Region annotation entries:
• • • •

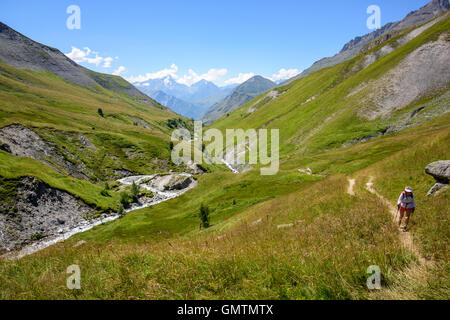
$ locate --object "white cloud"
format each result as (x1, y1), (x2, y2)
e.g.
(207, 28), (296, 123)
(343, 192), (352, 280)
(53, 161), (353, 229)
(103, 57), (114, 68)
(175, 69), (228, 86)
(225, 72), (255, 85)
(127, 64), (228, 86)
(127, 64), (178, 83)
(270, 68), (300, 81)
(113, 66), (127, 76)
(66, 47), (114, 68)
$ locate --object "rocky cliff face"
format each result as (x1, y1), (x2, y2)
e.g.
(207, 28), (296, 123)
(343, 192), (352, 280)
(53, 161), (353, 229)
(288, 0), (450, 81)
(0, 124), (91, 180)
(202, 76), (276, 123)
(0, 22), (163, 108)
(0, 177), (97, 252)
(425, 160), (450, 195)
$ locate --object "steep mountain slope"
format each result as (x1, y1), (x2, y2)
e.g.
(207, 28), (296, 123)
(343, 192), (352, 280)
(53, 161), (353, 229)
(0, 22), (165, 109)
(139, 76), (235, 119)
(0, 3), (450, 300)
(202, 76), (276, 123)
(213, 14), (450, 161)
(144, 90), (205, 119)
(0, 21), (200, 251)
(286, 0), (450, 83)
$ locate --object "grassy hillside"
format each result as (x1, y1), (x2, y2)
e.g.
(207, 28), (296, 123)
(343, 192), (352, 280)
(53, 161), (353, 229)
(211, 17), (450, 157)
(0, 11), (450, 299)
(0, 58), (199, 209)
(0, 110), (450, 299)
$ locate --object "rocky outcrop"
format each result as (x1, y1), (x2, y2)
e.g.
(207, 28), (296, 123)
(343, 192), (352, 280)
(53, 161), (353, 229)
(0, 177), (97, 251)
(165, 177), (194, 191)
(0, 124), (90, 180)
(425, 160), (450, 195)
(286, 0), (450, 83)
(0, 22), (167, 110)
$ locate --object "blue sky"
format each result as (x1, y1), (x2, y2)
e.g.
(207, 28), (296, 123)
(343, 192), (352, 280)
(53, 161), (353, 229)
(0, 0), (429, 85)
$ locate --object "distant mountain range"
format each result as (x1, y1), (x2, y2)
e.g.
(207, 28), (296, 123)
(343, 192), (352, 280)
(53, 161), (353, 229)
(284, 0), (450, 83)
(201, 76), (277, 123)
(0, 22), (166, 109)
(138, 76), (236, 119)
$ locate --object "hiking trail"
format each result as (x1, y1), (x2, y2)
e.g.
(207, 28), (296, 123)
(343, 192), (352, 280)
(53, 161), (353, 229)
(366, 177), (430, 265)
(366, 176), (434, 300)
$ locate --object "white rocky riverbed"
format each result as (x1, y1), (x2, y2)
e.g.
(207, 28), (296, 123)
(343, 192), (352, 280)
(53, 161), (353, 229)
(0, 173), (197, 259)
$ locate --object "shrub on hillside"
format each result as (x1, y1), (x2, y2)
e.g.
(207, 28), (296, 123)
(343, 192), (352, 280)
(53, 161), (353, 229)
(198, 203), (210, 228)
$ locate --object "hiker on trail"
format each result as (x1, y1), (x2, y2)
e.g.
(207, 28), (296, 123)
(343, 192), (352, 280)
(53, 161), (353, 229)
(397, 187), (416, 232)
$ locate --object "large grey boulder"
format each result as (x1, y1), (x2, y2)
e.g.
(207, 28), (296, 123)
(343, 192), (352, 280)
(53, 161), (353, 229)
(425, 160), (450, 195)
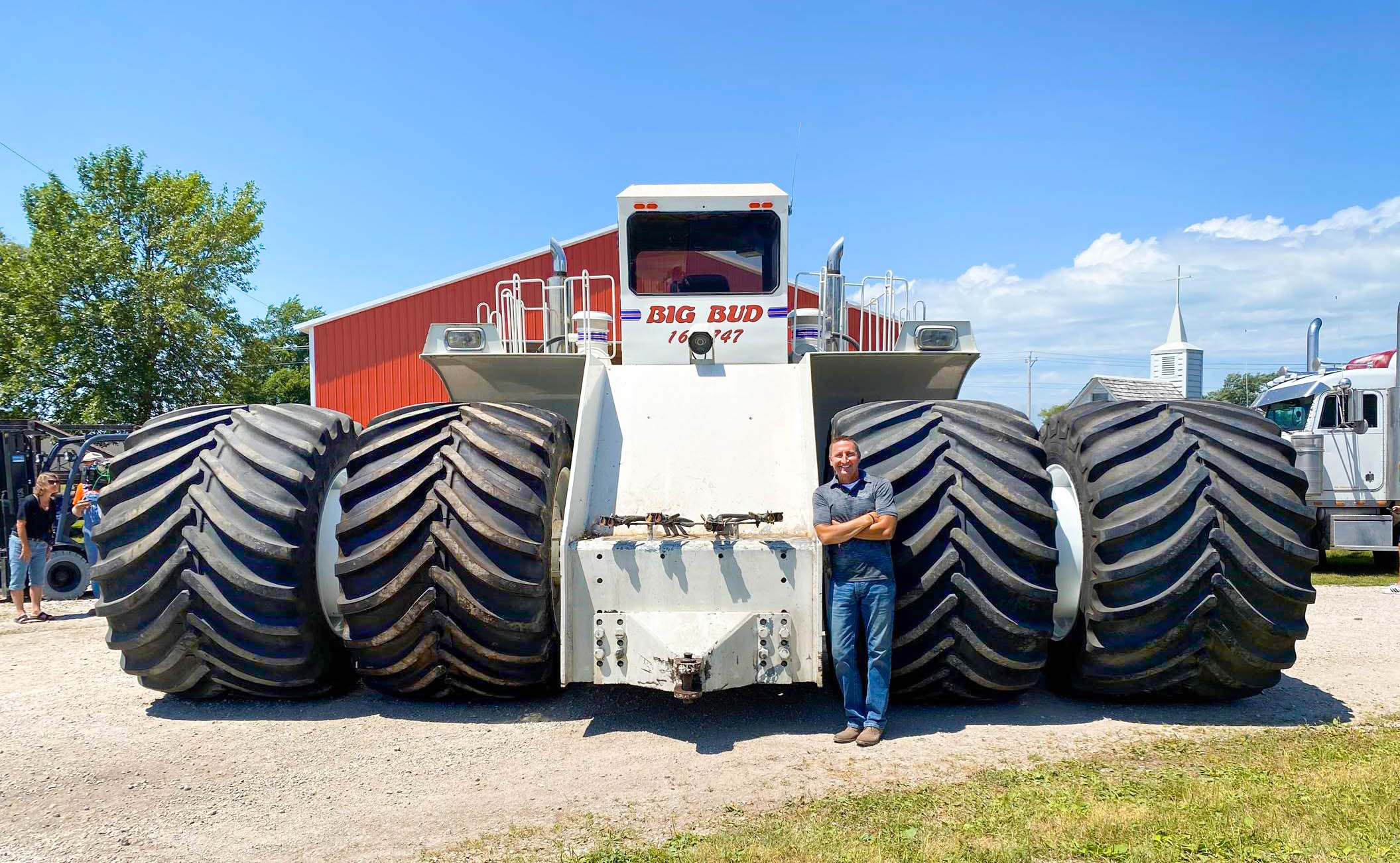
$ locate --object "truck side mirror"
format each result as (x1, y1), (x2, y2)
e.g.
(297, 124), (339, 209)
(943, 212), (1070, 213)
(1347, 388), (1371, 435)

• • • •

List every line from the entries above that contains the word "mountain". Case counts.

TASK RESPONSE:
$ locate --object "steep mountain slope"
$ locate --object "distant mountain range"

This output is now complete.